Dataset excerpts →
——————————
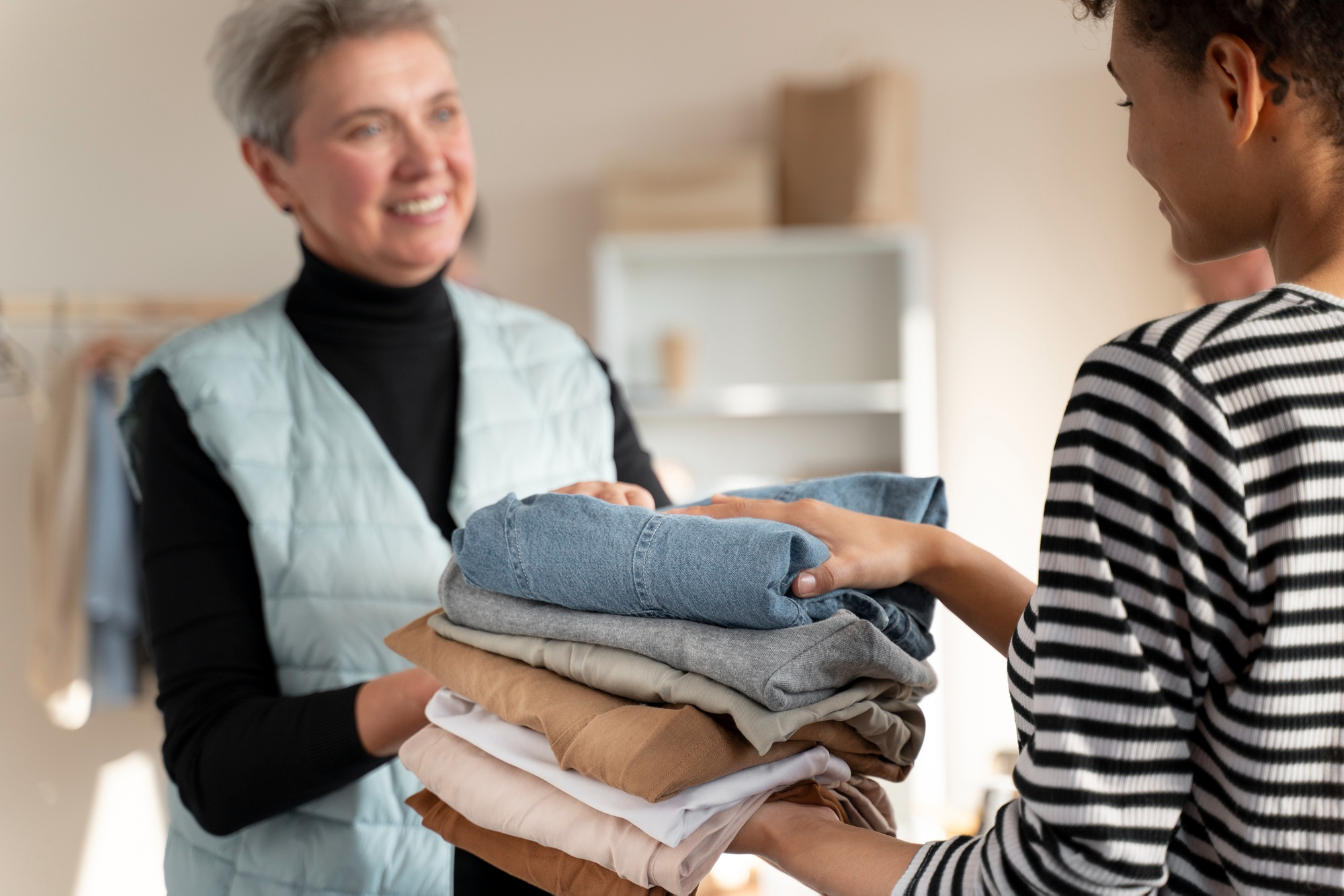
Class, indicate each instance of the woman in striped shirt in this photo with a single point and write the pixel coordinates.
——————————
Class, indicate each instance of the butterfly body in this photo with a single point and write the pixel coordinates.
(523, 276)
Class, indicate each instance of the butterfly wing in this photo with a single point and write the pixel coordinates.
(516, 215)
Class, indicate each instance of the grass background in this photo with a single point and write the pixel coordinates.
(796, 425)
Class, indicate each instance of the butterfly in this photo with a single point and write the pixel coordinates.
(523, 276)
——————————
Your instructions → Count the lines in the data above that contain the string "coordinates". Return only the number.

The output → 5